=== Record extracts ===

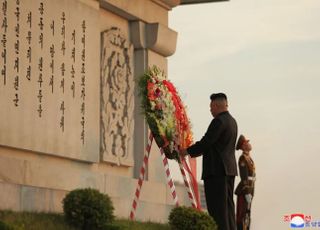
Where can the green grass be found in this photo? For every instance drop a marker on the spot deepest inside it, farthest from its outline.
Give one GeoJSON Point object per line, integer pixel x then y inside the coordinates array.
{"type": "Point", "coordinates": [48, 221]}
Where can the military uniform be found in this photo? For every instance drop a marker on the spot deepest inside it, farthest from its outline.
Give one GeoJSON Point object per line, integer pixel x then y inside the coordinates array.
{"type": "Point", "coordinates": [246, 186]}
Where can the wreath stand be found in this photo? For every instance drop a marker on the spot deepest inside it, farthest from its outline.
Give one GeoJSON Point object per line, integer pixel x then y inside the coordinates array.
{"type": "Point", "coordinates": [182, 165]}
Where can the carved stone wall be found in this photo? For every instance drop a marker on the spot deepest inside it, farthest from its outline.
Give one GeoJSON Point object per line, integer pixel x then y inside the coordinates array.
{"type": "Point", "coordinates": [117, 98]}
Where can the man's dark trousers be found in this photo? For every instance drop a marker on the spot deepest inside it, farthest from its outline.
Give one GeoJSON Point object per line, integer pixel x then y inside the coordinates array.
{"type": "Point", "coordinates": [219, 198]}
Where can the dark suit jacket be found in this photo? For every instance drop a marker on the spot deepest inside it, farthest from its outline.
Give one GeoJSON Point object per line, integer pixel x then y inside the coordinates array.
{"type": "Point", "coordinates": [218, 147]}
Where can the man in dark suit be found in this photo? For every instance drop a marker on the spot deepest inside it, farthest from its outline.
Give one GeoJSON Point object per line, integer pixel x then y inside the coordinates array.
{"type": "Point", "coordinates": [217, 147]}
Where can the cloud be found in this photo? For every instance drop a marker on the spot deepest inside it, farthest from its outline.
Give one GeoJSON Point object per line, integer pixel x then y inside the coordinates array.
{"type": "Point", "coordinates": [220, 29]}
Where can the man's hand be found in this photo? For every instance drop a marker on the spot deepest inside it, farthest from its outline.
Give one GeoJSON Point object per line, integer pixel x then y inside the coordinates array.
{"type": "Point", "coordinates": [183, 152]}
{"type": "Point", "coordinates": [248, 198]}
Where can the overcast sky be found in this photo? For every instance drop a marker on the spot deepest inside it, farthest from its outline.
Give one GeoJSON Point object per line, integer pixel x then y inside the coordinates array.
{"type": "Point", "coordinates": [265, 55]}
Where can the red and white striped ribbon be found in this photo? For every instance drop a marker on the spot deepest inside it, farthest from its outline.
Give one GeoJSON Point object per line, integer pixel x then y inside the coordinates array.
{"type": "Point", "coordinates": [141, 177]}
{"type": "Point", "coordinates": [169, 178]}
{"type": "Point", "coordinates": [186, 183]}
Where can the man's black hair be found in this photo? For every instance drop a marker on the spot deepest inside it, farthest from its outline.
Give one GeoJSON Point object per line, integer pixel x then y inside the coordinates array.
{"type": "Point", "coordinates": [216, 96]}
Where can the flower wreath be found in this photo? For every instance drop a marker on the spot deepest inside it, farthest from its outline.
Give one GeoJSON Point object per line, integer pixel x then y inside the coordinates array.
{"type": "Point", "coordinates": [165, 112]}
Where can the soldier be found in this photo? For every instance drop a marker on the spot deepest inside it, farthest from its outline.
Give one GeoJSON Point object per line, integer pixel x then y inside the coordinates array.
{"type": "Point", "coordinates": [245, 188]}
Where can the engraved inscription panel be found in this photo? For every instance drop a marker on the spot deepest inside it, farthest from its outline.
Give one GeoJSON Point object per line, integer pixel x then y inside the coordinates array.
{"type": "Point", "coordinates": [49, 81]}
{"type": "Point", "coordinates": [117, 98]}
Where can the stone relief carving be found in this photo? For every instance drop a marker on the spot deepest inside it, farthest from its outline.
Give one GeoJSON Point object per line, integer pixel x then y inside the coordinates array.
{"type": "Point", "coordinates": [117, 98]}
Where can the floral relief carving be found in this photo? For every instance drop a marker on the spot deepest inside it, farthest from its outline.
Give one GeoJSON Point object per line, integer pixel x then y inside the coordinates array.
{"type": "Point", "coordinates": [117, 98]}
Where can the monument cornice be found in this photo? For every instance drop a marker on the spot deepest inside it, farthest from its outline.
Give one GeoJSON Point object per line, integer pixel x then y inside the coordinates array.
{"type": "Point", "coordinates": [154, 36]}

===

### What you should do
Format the material above as a Markdown table with the columns "Number" and "Line," with one row per line and blank lines omitted. Leave the pictures out.

### Problem solution
| Number | Line |
|---|---|
| 1 | Where can the green grass be found in this photo? For every instance drop a marker on the spot deepest inside it, farthest from its outline. |
| 2 | Give one GeoJSON Point object per line, integer pixel x then y inside the coordinates array. |
| 3 | {"type": "Point", "coordinates": [48, 221]} |
| 4 | Where can the military uniform be found in this photo? For every instance drop a marker on the spot deepest inside it, farthest from its outline. |
| 5 | Give one GeoJSON Point object per line, integer pixel x then y inside the coordinates array. |
| 6 | {"type": "Point", "coordinates": [246, 186]} |
| 7 | Where can the wreath stand be found in this photo? For every instance drop a marker on the spot deepest inside it, farthest from its outline. |
| 8 | Give one GeoJSON Point object per line, integer pixel x then y inside the coordinates array. |
| 9 | {"type": "Point", "coordinates": [182, 165]} |
| 10 | Where can the carved stone wall be found in this photo? For every instance drop a marker on the spot deepest inside it, farthest from its outline. |
| 11 | Give one GeoJSON Point object per line, integer pixel x then y inside the coordinates array. |
| 12 | {"type": "Point", "coordinates": [117, 98]} |
| 13 | Where can the man's dark trousers be found in this photo? For every instance drop a marker on the spot deepest inside it, farthest from its outline. |
| 14 | Give one GeoJSON Point object per line, integer pixel x then y inside the coordinates array. |
| 15 | {"type": "Point", "coordinates": [219, 198]} |
| 16 | Where can the dark suit jacket be found in this photo? For every instance drop a marker on the spot deepest inside it, farthest from its outline. |
| 17 | Give one GeoJSON Point object per line, integer pixel x then y inside the coordinates array. |
| 18 | {"type": "Point", "coordinates": [218, 147]} |
| 19 | Where can the man in dark suit be found in this photo? For every instance drop a marker on the spot deepest inside it, farthest from its outline. |
| 20 | Give one GeoJSON Point object per line, integer pixel x then y inside the coordinates array. |
| 21 | {"type": "Point", "coordinates": [217, 147]} |
| 22 | Where can the cloud be found in this photo? For every instance drop a marker on the spot deepest inside it, farthest from its outline. |
| 23 | Give one GeoJSON Point object per line, integer pixel x then y inside the coordinates array. |
| 24 | {"type": "Point", "coordinates": [220, 29]} |
| 25 | Where can the man's hand be found in this photo? For every instance drop a marker on the spot deepest inside it, farthest from its outline. |
| 26 | Give one GeoJSON Point object per line, integer pixel x then y inside the coordinates array. |
| 27 | {"type": "Point", "coordinates": [183, 152]} |
| 28 | {"type": "Point", "coordinates": [248, 198]} |
| 29 | Where can the overcast sky be found in this photo? For every instance drop a marker on the spot deepest inside it, farthest from its outline. |
| 30 | Give one GeoJSON Point object per line, integer pixel x then y inside the coordinates array. |
| 31 | {"type": "Point", "coordinates": [265, 55]} |
| 32 | Where can the red and white striped ribbon be found in this photo? For every instance drop a marker on the spot deepest inside it, farthest from its outline. |
| 33 | Give one GeoJSON Point object per line, integer pixel x then y inside the coordinates array. |
| 34 | {"type": "Point", "coordinates": [141, 177]} |
| 35 | {"type": "Point", "coordinates": [169, 178]} |
| 36 | {"type": "Point", "coordinates": [186, 183]} |
| 37 | Where can the man's black hair be found in this photo? For every instance drop a marker on the spot deepest inside it, farthest from its outline. |
| 38 | Give one GeoJSON Point object per line, integer pixel x then y inside the coordinates array. |
| 39 | {"type": "Point", "coordinates": [216, 96]} |
| 40 | Where can the flower wreath be found in this photo? For every instance drop a marker on the spot deepest inside it, farthest from its outline. |
| 41 | Give one GeoJSON Point object per line, integer pixel x then y inside the coordinates array. |
| 42 | {"type": "Point", "coordinates": [165, 112]} |
| 43 | Where can the soldier be found in this photo? For every instance drop a marker on the spot deepest inside it, farthest from its outline. |
| 44 | Give one GeoJSON Point object per line, integer pixel x then y inside the coordinates array. |
| 45 | {"type": "Point", "coordinates": [245, 188]} |
| 46 | Where can the engraved inscription panel be found in this photo? For every instance drop a marker on the spot deepest inside it, farthest from its outline. |
| 47 | Give one GeoJSON Point object per line, integer pixel x then y inside the coordinates array. |
| 48 | {"type": "Point", "coordinates": [49, 81]} |
| 49 | {"type": "Point", "coordinates": [117, 98]} |
| 50 | Where can the stone relief carving be found in this photo? For every instance drop a marker on the spot deepest inside it, farthest from its outline. |
| 51 | Give one GeoJSON Point object per line, integer pixel x then y inside the coordinates array. |
| 52 | {"type": "Point", "coordinates": [117, 98]} |
| 53 | Where can the floral relief carving be found in this photo? For every instance drop a marker on the spot deepest inside it, farthest from its outline. |
| 54 | Give one GeoJSON Point object per line, integer pixel x then y inside the coordinates array. |
| 55 | {"type": "Point", "coordinates": [117, 98]} |
| 56 | Where can the monument cornice be found in this photo? For every instance drop a marker on the spot deepest inside it, farthest from its outline. |
| 57 | Give one GeoJSON Point object per line, integer pixel x then y inside the coordinates array. |
| 58 | {"type": "Point", "coordinates": [154, 36]} |